• TEXTO DE ORIGEM
┄┄┄┄┄┄┄┄┄┄┄┄┄┄┄┄┄┄┄┄
Estar imersa no mosaico de formas, ritmos e intensidades de São Paulo já é, por si só, uma grande experiência estética. Mas a gente não vai perder a oportunidade de visitar as exposições que estão rolando, não é mesmo? Em dezembro do ano passado, estava na fila para a concorrida exposição de Ron Mueck quando acabei vendo passar um vendedor de biju.
Ao interpelá-lo para uma foto, o rapaz disse que estava com pressa, pois havia se comprometido a levar o segundo lote do biscoito que trazia para outro colega vender – e estava a caminho! Esse tipo de associação entre vendedores, para buscar mercadoria em outros pontos da cidade, também encontrei na pesquisa em Fortaleza.
Depois da Pinacoteca, peguei a Bienal em um dos últimos dias da 31a. edição, “Como falar de coisas que não existem”. Mas foi percorrendo a mostra Cidade Gráfica, no Itaú Cultural, que tive a surpresa de encontrar uma obra que tinha tudo a ver com o trabalho do mestrado: o Atlas Ambulante.
Nesse trabalho de cartografia ambulante encontrei fartas informações sobre um vendedor de biju de Belo Horizonte. O relato dele está reproduzido no fim deste post. O projeto se desdobra em exposições, documentários e também em um livro, que pode ser adquirido na loja virtual da revista Piseagrama. Ora, se não são os editores dessa – ótima! – publicação os responsáveis pela obra!
Trata-se de uma dupla: Renata Marquez e Wellington Cançado. Ela, doutora em geografia e professora de análise crítica da arte na Universidade Federal de Minas Gerais. Ele, arquiteto e professor de design e arquitetura também na UFMG. Realizaram o Atlas Ambulante por meio da Bolsa Funarte de Produção Crítica sobre as interfaces dos conteúdos artísticos e culturas populares, concedida em 2010, e do co-patrocínio da Mostra de Design de Belo Horizonte.
┄┄┄┄┄┄┄┄┄┄┄┄┄┄┄┄┄┄┄┄
• DADOS FORNECIDOS
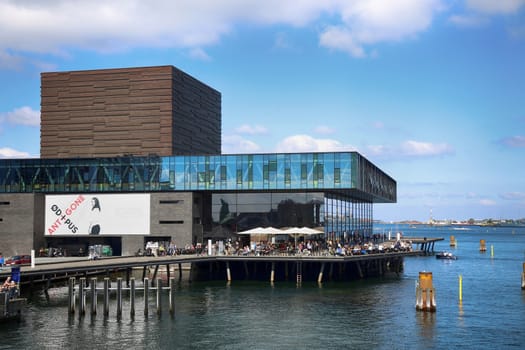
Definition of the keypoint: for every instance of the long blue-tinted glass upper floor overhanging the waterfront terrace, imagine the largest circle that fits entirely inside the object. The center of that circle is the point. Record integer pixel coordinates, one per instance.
(347, 173)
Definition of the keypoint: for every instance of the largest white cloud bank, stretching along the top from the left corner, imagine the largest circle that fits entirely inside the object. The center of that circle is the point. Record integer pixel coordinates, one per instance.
(107, 26)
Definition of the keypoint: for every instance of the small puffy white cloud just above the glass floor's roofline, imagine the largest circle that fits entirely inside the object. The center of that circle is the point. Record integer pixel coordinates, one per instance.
┄┄┄┄┄┄┄┄┄┄┄┄┄┄┄┄┄┄┄┄
• TAREFAS A REALIZAR
A) Segundo o texto sobre as exposições visitadas em São Paulo, quem são os responsáveis pelo Atlas Ambulante?
B) Retome o texto sobre as exposições em São Paulo a partir da última frase apresentada, dando-lhe continuidade.

• RESULTADOS DO EXERCÍCIO
A) Renata Marquez e Wellington Cançado.

B)
“São sujeitos cartográficos (…) sujeitos-com-uma-geografia.” Renata Marquez
O livro está centrado nas experiências de seis trabalhadores ambulantes pelas ruas da capital mineira. Os ofícios: vendedor de biju, amolador de facas, vendedor de pirulitos, empalhadores e restauradores de cadeiras,vendedor de algodão doce. Além de falarem de suas ocupações (preservemos aqui o caráter ambíguo desse termo), eles ainda fizeram fotos ao longo de seus percursos.
Algumas dessas imagens estão registradas nas páginas do atlas, compondo um conjunto excepcional que ainda traz mapas detalhados, receitas, partituras e outras representações gráficas dos pregões, reproduções dos objetos dos labores em escala 1:1 (tamanho real). O documentário ainda vem no DVD encartado! O que mais se poderia pedir? Talvez um artigo introdutório de Marquez, que parte de uma conversa com um vendedor ambulante de… mapas!
“Tanto Renato quanto outros homens e mulheres (…) praticam uma cartografia que fica sem registro, que não é notada nem entendida como prática espacial e sim tolerada – mas nem sempre – como prática comercial do setor informal, alimentando indiscriminadamente as análises estatísticas. Para cada um deles corresponderia um mapa, uma rota de percepções e ações que singularizam a experiência urbana. São sujeitos cartográficos que acrescentam à noção de sujeito-com-uma-história a ideia de sujeito-com-uma-geografia”, ela escreve.

Meu nome é Antônio.
Eu vendo biju há 19 anos, desde a última vez que voltei a trabalhar com isso. Quando eu tinha 18 anos, meu pai montou uma fábrica de biju. Eu e os meus irmãos vendíamos. Depois que meu pai faleceu, paramos com a fábrica e fomos trabalhar fichados. Depois voltei a vender biju em 1991. Se você fabricou o biju de manhã, sabe que à tarde está com o dinheiro na mão. Não sabe quanto, mas todo dia você tem algum. Se você tem disposição para trabalhar, você anda muito, mas compensa, é muito melhor do que trabalhar fichado. Somos cinco irmãos e um sobrinho que trabalhamos com o biju. Só meu sobrinho vende no sinal, os demais vendem andando na rua, como eu.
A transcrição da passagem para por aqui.